Every entry must be transcribed exactly. Pictures are not part of the copy.

Dataset items
....
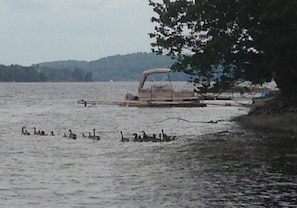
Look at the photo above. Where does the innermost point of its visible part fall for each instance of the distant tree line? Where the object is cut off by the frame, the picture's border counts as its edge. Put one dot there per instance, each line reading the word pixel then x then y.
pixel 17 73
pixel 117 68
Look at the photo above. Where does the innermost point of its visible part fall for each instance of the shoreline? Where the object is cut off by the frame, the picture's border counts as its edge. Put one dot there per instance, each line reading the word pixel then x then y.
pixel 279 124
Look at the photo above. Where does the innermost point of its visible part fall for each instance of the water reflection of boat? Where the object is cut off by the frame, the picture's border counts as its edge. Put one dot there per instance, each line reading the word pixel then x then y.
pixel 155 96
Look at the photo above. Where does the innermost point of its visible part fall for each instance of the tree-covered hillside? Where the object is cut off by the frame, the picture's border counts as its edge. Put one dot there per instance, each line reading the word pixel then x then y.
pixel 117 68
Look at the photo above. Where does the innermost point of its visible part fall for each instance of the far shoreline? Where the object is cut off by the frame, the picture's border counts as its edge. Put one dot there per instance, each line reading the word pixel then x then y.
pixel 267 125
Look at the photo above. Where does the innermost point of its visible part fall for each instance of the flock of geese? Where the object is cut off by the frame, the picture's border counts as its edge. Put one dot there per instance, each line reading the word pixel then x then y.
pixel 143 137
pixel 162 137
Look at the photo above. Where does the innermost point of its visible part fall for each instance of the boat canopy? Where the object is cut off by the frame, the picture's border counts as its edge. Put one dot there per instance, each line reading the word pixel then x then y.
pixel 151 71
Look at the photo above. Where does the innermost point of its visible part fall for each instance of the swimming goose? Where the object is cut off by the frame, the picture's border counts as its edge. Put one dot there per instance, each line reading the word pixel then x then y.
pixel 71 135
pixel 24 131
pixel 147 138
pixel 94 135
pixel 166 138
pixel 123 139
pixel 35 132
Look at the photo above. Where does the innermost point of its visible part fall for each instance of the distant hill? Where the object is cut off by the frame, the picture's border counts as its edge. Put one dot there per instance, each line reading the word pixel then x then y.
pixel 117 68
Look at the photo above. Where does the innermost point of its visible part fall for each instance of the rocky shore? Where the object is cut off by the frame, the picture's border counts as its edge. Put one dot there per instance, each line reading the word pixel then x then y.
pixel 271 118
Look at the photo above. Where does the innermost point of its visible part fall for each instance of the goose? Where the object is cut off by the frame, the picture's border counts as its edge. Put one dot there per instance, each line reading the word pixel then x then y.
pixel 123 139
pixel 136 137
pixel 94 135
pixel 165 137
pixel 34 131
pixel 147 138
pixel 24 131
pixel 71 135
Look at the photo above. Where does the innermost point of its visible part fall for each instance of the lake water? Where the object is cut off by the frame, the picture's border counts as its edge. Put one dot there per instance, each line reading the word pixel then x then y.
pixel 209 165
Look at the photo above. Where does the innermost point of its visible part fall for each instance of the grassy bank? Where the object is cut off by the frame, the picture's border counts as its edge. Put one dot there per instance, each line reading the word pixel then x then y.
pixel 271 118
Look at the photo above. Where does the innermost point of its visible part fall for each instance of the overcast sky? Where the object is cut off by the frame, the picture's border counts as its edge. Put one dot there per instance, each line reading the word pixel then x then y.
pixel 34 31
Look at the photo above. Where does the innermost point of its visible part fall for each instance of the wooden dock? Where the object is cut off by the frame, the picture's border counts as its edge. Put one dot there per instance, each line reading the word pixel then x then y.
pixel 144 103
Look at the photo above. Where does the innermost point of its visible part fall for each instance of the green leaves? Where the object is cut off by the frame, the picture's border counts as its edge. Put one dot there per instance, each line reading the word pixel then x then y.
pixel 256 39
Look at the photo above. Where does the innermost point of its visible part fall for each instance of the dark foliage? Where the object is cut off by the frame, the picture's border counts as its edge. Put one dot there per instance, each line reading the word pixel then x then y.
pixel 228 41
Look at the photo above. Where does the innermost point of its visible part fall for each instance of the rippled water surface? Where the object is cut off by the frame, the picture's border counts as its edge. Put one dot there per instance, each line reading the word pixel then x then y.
....
• **EXPECTED ANSWER**:
Look at the photo above. Where does the innermost point of its visible part fall for each instance of the distant tree line? Where the object is cut off by the frame, the picture's border counts as its edge. Put one dot there per instance, each line reading the word pixel then x then y.
pixel 17 73
pixel 117 68
Look at the photo above. Where does the innermost point of its visible part fall for each instance of the shoreline? Where the object is cut off by the frame, the picture's border counts as its edge. Put one dot there per instance, each line reading the word pixel then x then y.
pixel 279 124
Look at the photo above. Where does the innermost point of its visible part fall for each instance of the water reflection of boat? Where the object is cut off by the frame, the picture's border counts as its edge. Put one dot there per instance, each line reading the word pixel then x then y.
pixel 155 96
Look at the photo above. Where does the innermost point of its visible part fall for each instance of the tree-covered hillside? Where the object is cut off by the frame, the picture's border counts as its edge. Put one dot there per instance, each line reading the word pixel then x then y.
pixel 117 68
Look at the photo above. Where does the innermost point of its visible part fall for each instance of the far shoreline? Where the object is cut off by the frame, the picture's border counts as its edge. Put one dot there per instance, each line reading the word pixel then x then y.
pixel 267 125
Look at the photo above. Where does the innermost point of its visible part fall for each instance of the flock of geese? Where the object is cut off by the frame, the picture's border counts as its edge. Put one dot there per instance, each line reading the word pixel then x then y.
pixel 143 137
pixel 162 137
Look at the photo above. Where does the innermost point of its visible part fall for each instance of the boat canopy? Where the object is cut off by the frame, the picture's border counts as its edge. Put one dot there per instance, each line reading the word pixel then x then y.
pixel 151 71
Look at the photo above. Where does the innermost point of its visible part fall for each instance of the swimming goose? Where the object is cut off by the frame, the picture's border counts as its edge. Put one dot there per instance, each line reading the word pixel then x then y.
pixel 71 135
pixel 24 131
pixel 147 138
pixel 94 135
pixel 166 138
pixel 123 139
pixel 35 132
Look at the photo above. Where does the innermost point of its visible part fall for each instance of the distant hill? Where the object is cut off by the frame, the picture's border counts as its edge. Put one dot there per instance, each line reading the word pixel then x then y.
pixel 117 68
Look at the photo above. Where does the innermost point of its visible part fall for each instance of the rocky shore? Where the object is cut off by the frame, the picture's border counts as its edge. Put one dot there per instance, each line reading the word pixel then x then y.
pixel 271 118
Look at the photo above. Where does the innermost point of its visible part fall for each instance of the goose? Where the object is cut off by the frame, the picture's border counts as its edge. Put one dot there per instance, each line reading the word pixel then x then y.
pixel 123 139
pixel 136 137
pixel 94 135
pixel 165 137
pixel 34 131
pixel 147 138
pixel 24 131
pixel 71 135
Look at the photo above. Where does the innermost point of its visible part fall for each instance of the lake water? Where the object is cut off by the frame, the picture's border counts as its edge. Put one dot there per instance, each line reading the word pixel then x then y.
pixel 209 165
Look at the photo above. Where does the innermost point of its visible part fall for each instance of the grassy bank? Where the object is cut off by the frame, the picture's border counts as its edge. Put one dot there per instance, each line reading the word pixel then x then y.
pixel 271 118
Look at the photo above. Where does the innermost point of its visible part fall for each instance of the overcast sky? Where the object is cut off by the frame, the picture's border counts as its edge. Put one dot there per instance, each line reading the word pixel then x then y.
pixel 34 31
Look at the photo above. Where does the innermost point of its visible part fall for each instance of the wooden dock? Where the object is cut off by the frame, the picture's border counts as its edge. Put one dot there per instance, each line reading the word pixel then x then y.
pixel 144 103
Look at the photo above. Where does the innermost point of its visible part fall for each instance of the green leaves? Where the object is cut off by the frame, the picture's border counts as its edge. Put one dot there per instance, each line reading the word pixel then x then y.
pixel 256 39
Look at the photo above. Where does the innermost point of its visible part fall for each instance of the dark foliage? Where the object is cut off by the frame, the picture's border counts as its edge. Put one dot there per instance, each line reading the word pixel then x then y.
pixel 228 41
Look at the photo above. Where does the innermost point of its visible part fall for each instance of the rippled water surface? Where the object is cut off by the frame, the picture's border counts as its edge. Put one dot there per instance, each line reading the word pixel then x then y.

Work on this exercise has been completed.